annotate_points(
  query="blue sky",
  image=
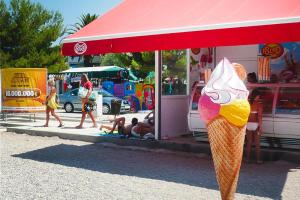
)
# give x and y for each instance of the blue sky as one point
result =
(71, 10)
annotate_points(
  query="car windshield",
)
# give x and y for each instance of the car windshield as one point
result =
(105, 93)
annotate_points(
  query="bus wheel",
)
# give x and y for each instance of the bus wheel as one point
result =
(69, 107)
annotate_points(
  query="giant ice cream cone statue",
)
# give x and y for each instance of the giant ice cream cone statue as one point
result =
(224, 107)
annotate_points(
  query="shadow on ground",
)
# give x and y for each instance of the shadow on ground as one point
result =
(266, 180)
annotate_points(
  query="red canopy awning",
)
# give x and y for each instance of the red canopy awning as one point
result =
(147, 25)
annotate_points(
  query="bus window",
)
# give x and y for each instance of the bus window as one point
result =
(288, 101)
(196, 97)
(266, 98)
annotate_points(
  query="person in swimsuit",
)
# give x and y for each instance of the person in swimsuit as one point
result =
(120, 124)
(52, 104)
(86, 105)
(254, 125)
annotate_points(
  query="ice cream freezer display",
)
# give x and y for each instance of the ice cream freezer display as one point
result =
(281, 114)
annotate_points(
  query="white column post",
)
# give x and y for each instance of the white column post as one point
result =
(157, 113)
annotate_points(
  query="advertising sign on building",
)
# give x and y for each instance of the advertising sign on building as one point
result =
(23, 89)
(285, 60)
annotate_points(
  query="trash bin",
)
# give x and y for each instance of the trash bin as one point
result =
(115, 106)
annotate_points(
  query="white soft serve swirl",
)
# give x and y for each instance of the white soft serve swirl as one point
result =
(224, 85)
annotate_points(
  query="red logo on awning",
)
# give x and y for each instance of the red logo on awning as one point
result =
(80, 48)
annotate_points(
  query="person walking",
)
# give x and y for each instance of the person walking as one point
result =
(87, 106)
(52, 104)
(254, 125)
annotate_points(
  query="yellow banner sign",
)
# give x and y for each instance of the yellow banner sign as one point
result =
(23, 89)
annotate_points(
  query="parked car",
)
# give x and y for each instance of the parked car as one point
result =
(281, 112)
(71, 102)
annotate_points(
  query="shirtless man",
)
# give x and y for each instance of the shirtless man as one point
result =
(120, 124)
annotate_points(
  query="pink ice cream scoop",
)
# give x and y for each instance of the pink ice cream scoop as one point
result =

+---+

■ **WORK REQUIRED**
Each entry shown above must be quoted exactly, with its pictures left out.

■ **SOLUTION TO THIS PROBLEM**
annotate_points(
  query="blue sky",
  image=
)
# give x and y for each instance of the blue sky as one point
result =
(71, 10)
annotate_points(
  query="car windshield",
)
# give x and y for each instance of the car windshield as one point
result =
(105, 93)
annotate_points(
  query="bus wheel",
)
# give x and y for each instance of the bus wheel as one point
result =
(69, 107)
annotate_points(
  query="giant ice cream cone statue",
)
# give x and y for each instance of the giant ice cream cone statue as one point
result =
(224, 107)
annotate_points(
  query="shadow on ground",
)
# give x and y for each instance of the shadow on ground as one point
result =
(266, 180)
annotate_points(
  query="red canopy awning",
)
# give x and y for each instance of the red canopy awning as one point
result =
(147, 25)
annotate_points(
  query="bus window",
)
# give x and y for each instance of the bus window as one point
result =
(288, 101)
(196, 97)
(266, 98)
annotate_points(
  query="person in swimsuit",
)
# give x and y for each instance of the person in swimsuit as one point
result =
(120, 124)
(52, 104)
(86, 105)
(254, 125)
annotate_points(
  query="ice cream freezer display",
)
# give x and y for each instance of the ice cream freezer display as one point
result =
(281, 114)
annotate_points(
  query="white column post",
)
# give x and y for each instance of the white column post as one point
result =
(157, 113)
annotate_points(
  query="advertising sign on building",
)
# give x and y for each instance of the advertising sign on building as one point
result =
(23, 89)
(285, 60)
annotate_points(
  query="trash bin",
)
# give x and y for each instance of the trash bin as one point
result =
(115, 106)
annotate_points(
  query="white soft serve swirl",
)
# give x and y for each instance of the white soft serve swirl as one point
result =
(224, 85)
annotate_points(
  query="red logo on awning",
)
# give x and y for each instance of the red logo on awning as one point
result =
(80, 48)
annotate_points(
  query="person walking",
)
# give x and y for each instance of the person walking as one point
result =
(87, 106)
(52, 104)
(254, 125)
annotate_points(
  query="yellow banner sign",
)
# give x and y for each instance of the yellow banner sign as one point
result =
(23, 89)
annotate_points(
  query="parked car",
)
# give x and y for each instance of the parked car as one point
result =
(281, 112)
(71, 102)
annotate_points(
  query="shirtless man",
)
# give x and y for each instance of the shirtless man as one point
result =
(120, 124)
annotate_points(
  query="pink ice cream scoop",
)
# give x and y for each instance of the pink ice cream scoop as one point
result =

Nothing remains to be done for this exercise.